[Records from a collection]
━━━━━━━━━━━━━━━━

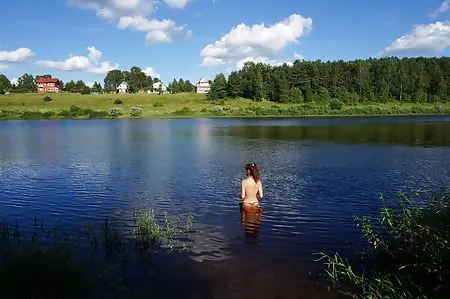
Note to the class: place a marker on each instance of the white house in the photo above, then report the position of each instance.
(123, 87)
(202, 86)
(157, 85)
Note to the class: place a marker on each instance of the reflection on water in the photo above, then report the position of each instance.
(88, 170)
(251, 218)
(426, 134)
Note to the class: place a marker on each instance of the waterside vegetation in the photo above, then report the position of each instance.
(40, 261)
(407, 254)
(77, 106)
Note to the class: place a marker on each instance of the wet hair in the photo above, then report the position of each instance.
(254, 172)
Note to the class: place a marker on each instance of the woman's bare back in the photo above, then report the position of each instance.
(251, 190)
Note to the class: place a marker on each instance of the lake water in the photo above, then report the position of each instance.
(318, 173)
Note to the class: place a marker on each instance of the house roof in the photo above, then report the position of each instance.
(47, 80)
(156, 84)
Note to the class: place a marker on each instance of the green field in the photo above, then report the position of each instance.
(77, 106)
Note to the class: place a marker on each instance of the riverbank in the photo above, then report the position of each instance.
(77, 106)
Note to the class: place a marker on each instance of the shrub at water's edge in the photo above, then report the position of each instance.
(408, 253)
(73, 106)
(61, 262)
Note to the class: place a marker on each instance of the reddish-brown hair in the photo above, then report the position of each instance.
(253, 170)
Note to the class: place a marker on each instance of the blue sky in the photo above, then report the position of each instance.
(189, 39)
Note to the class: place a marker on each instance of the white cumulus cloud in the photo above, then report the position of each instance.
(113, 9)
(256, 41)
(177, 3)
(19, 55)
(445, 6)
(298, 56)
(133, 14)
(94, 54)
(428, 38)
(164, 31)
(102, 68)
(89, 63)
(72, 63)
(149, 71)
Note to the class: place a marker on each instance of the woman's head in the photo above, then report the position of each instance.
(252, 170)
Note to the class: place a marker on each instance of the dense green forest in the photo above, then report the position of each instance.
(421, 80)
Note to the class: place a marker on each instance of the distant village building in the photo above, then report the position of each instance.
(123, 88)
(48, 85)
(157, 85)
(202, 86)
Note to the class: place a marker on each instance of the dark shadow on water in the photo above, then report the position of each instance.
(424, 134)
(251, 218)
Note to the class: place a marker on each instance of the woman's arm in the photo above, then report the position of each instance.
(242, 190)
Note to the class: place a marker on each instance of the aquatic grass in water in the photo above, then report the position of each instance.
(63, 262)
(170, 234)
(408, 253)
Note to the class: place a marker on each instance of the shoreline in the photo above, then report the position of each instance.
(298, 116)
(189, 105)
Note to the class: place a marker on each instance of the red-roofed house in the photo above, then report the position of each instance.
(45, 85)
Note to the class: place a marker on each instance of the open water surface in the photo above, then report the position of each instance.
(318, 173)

━━━━━━━━━━━━━━━━

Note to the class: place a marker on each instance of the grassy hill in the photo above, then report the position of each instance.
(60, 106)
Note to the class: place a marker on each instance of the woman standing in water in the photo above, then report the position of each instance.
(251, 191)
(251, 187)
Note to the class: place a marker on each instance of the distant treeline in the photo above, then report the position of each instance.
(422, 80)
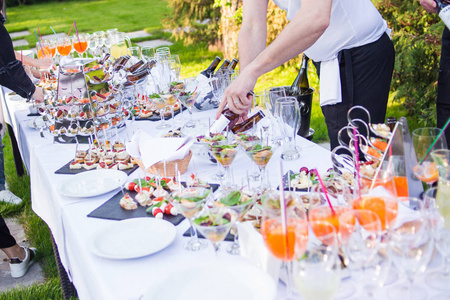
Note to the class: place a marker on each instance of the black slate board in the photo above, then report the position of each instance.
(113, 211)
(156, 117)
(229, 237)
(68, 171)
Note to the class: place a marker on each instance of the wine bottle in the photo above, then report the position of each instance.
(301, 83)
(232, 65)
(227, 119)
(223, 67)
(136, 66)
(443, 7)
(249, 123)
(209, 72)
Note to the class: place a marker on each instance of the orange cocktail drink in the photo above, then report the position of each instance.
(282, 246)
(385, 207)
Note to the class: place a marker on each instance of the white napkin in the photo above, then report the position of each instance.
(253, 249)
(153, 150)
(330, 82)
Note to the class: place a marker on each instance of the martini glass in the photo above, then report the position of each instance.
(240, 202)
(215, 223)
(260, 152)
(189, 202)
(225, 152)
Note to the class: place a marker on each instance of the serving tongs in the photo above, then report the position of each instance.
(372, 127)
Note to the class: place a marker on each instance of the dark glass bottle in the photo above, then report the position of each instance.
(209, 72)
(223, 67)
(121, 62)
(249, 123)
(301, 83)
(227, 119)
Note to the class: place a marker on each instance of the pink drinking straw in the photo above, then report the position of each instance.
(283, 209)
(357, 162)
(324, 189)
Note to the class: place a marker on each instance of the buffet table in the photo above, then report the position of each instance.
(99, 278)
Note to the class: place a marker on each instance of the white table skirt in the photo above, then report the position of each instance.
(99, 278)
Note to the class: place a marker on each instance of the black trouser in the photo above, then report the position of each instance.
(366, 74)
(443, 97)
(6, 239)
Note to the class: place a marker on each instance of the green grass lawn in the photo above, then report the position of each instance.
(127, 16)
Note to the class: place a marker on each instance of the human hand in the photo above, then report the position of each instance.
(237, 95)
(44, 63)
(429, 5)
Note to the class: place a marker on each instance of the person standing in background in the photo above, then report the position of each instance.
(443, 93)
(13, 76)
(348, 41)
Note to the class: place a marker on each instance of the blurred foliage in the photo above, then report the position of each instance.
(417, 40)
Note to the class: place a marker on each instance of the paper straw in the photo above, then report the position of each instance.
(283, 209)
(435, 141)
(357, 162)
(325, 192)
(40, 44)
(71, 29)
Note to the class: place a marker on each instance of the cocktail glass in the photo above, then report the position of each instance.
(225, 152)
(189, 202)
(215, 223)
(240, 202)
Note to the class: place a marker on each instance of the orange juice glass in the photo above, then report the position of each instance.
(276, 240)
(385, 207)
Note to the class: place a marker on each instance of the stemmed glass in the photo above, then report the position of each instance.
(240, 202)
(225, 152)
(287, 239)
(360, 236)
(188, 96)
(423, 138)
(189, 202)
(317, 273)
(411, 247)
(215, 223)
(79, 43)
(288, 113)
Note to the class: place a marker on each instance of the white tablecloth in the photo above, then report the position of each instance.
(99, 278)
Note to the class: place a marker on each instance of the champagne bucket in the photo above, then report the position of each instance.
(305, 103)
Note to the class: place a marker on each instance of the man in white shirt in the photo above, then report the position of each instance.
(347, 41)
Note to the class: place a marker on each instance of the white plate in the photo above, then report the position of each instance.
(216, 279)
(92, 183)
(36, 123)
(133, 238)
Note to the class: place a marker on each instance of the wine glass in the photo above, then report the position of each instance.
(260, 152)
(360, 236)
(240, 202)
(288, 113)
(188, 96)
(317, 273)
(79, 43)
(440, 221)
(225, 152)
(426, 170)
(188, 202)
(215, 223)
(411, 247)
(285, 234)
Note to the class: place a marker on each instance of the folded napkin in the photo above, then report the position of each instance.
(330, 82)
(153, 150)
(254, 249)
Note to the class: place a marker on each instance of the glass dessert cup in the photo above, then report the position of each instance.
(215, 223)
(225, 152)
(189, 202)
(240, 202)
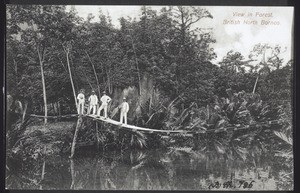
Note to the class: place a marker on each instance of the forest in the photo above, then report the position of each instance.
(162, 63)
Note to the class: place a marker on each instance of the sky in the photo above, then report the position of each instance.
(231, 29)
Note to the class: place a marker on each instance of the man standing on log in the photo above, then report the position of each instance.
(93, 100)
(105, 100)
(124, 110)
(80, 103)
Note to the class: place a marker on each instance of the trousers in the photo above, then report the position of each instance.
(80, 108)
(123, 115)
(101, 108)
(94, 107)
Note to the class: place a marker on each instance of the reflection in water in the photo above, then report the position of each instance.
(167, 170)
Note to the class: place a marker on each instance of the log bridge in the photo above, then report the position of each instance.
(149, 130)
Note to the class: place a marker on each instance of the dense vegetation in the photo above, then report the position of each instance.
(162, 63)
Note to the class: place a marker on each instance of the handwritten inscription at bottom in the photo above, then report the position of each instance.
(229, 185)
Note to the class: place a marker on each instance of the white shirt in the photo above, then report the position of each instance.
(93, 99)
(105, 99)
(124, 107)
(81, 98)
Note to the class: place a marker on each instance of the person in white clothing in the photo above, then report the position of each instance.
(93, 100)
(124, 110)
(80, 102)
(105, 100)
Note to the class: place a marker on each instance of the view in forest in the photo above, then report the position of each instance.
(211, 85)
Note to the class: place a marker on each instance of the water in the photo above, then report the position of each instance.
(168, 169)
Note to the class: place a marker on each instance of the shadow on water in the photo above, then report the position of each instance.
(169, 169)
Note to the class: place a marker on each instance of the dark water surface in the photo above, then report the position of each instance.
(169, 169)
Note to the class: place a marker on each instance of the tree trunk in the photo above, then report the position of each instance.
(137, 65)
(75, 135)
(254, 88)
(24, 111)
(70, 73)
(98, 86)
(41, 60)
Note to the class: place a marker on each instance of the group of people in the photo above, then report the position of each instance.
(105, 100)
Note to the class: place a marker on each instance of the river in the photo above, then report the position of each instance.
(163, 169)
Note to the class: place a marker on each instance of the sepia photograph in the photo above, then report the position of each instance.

━━━━━━━━━━━━━━━━

*CHALLENGE:* Gather every line of the material above that contains the string "dark", matching case exactly.

*WRITTEN RESPONSE:*
Note to the class: place a marker on each instance of the dark shadow on water in the photo above, then report the position of each instance.
Note to the class: place a marker on each instance of the dark glass bottle in the photo above, then report the position of each instance.
Note to the class: place a marker on each instance of the dark water surface in the photo above, then report the position of each instance.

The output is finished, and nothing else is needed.